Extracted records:

★ ★ ★

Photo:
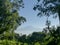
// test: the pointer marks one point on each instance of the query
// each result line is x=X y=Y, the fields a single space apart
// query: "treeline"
x=45 y=37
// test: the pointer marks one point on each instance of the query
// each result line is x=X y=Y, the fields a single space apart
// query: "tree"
x=48 y=7
x=9 y=17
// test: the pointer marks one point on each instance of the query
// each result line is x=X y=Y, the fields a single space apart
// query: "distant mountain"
x=27 y=30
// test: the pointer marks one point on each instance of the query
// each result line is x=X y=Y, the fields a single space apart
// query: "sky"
x=33 y=23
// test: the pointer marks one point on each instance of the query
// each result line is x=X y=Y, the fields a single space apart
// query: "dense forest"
x=10 y=20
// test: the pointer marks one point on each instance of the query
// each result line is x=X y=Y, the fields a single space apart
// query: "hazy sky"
x=34 y=23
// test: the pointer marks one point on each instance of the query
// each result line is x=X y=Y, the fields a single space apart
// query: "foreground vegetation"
x=36 y=38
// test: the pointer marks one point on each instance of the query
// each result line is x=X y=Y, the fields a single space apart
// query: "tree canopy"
x=9 y=16
x=48 y=7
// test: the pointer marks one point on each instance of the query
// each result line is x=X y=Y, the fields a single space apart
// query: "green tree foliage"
x=48 y=7
x=9 y=17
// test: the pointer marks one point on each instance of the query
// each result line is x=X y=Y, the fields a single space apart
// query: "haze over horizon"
x=34 y=23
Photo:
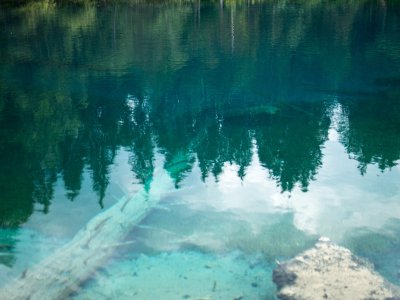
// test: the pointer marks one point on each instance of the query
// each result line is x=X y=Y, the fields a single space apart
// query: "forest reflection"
x=197 y=83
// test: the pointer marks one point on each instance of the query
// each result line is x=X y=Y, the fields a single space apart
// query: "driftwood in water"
x=61 y=274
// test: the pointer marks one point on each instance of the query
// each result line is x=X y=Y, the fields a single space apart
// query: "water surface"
x=282 y=119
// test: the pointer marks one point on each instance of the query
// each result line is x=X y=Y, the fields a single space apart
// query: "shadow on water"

★ ★ ★

REQUEST:
Reproduce the full material exactly, excluding the pictures.

ANSWER TO THE EXERCISE:
Photo:
// test: the pointer marks one point on each instance of the query
// each result line is x=X y=Y, the fields a single space apart
// query: "treeline"
x=45 y=37
// test: the pointer marks one point on each instance of the query
// each result line is x=X y=Y, the fields a single space apart
// query: "tree"
x=48 y=7
x=9 y=17
// test: the pointer marks one point on each instance of the query
// each result line is x=X y=Y, the fields a single space apart
// query: "distant mountain"
x=27 y=30
// test: the pointer marks one point on each instance of the query
// each result line is x=X y=Y, the fields a single space apart
// query: "sky"
x=33 y=23
// test: the pointer marks one point on each instance of the query
// each result line is x=X y=Y, the fields a single space apart
// query: "dense forest"
x=10 y=20
// test: the pointer marks one point on each instance of the query
// each result line is x=X y=Y, the fields a single space apart
// query: "hazy sky"
x=34 y=23
// test: the pointer marks one point on each instance of the query
// each result line is x=X y=Y, the fields a single space apart
// query: "foreground vegetation"
x=36 y=38
// test: the pointer marks one point on each instance of the query
// each result line is x=X y=Y, the fields a single space apart
// query: "tree canopy"
x=9 y=16
x=48 y=7
// test: the pointer marks one point on each instance of the query
// each result line is x=X y=Y, the fields a single space apart
// query: "green tree foliage"
x=48 y=7
x=9 y=17
// test: the pointer marks one point on each instance of the query
// each result line is x=X y=Y, the fields a single space apart
// query: "haze over horizon"
x=34 y=23
Photo:
// test: the pointer marks one point on each instance of the query
// each result line is x=X y=Y, the fields a single space apart
// query: "forest reflection"
x=197 y=83
// test: the pointer marks one point on each instance of the query
// each result line is x=X y=Y, the fields a single space apart
// query: "driftwood in water"
x=61 y=274
// test: the pointer marks one point on each instance of the query
// each result line is x=X y=Y, the fields a single space apart
// query: "water surface"
x=282 y=119
// test: the pointer marks one point on each instance of the query
// each result line is x=X y=Y, the fields a single space apart
// query: "shadow on water"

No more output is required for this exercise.